● **Prompt**
Report back the lines in this listing that carry the string "tile".
((
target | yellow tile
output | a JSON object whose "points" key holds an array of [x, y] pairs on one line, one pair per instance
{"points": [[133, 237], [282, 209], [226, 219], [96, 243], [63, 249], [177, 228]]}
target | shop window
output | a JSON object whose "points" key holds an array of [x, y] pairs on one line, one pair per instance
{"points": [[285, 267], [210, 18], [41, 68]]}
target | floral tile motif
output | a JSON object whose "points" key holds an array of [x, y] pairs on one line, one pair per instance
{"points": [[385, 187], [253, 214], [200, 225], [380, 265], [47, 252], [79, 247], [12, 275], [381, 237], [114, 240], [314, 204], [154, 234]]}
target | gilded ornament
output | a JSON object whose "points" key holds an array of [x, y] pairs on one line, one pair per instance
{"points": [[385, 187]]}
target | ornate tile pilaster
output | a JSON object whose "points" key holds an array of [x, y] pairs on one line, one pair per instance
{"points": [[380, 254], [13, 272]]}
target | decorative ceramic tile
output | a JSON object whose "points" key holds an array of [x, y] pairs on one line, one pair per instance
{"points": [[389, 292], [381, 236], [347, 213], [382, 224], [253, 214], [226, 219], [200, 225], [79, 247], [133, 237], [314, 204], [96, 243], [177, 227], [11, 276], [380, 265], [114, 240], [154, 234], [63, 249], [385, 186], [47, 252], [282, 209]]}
))
● **Result below**
target | yellow tile
target | floral tile motif
target | ornate tile pilaster
target | decorative ceramic tile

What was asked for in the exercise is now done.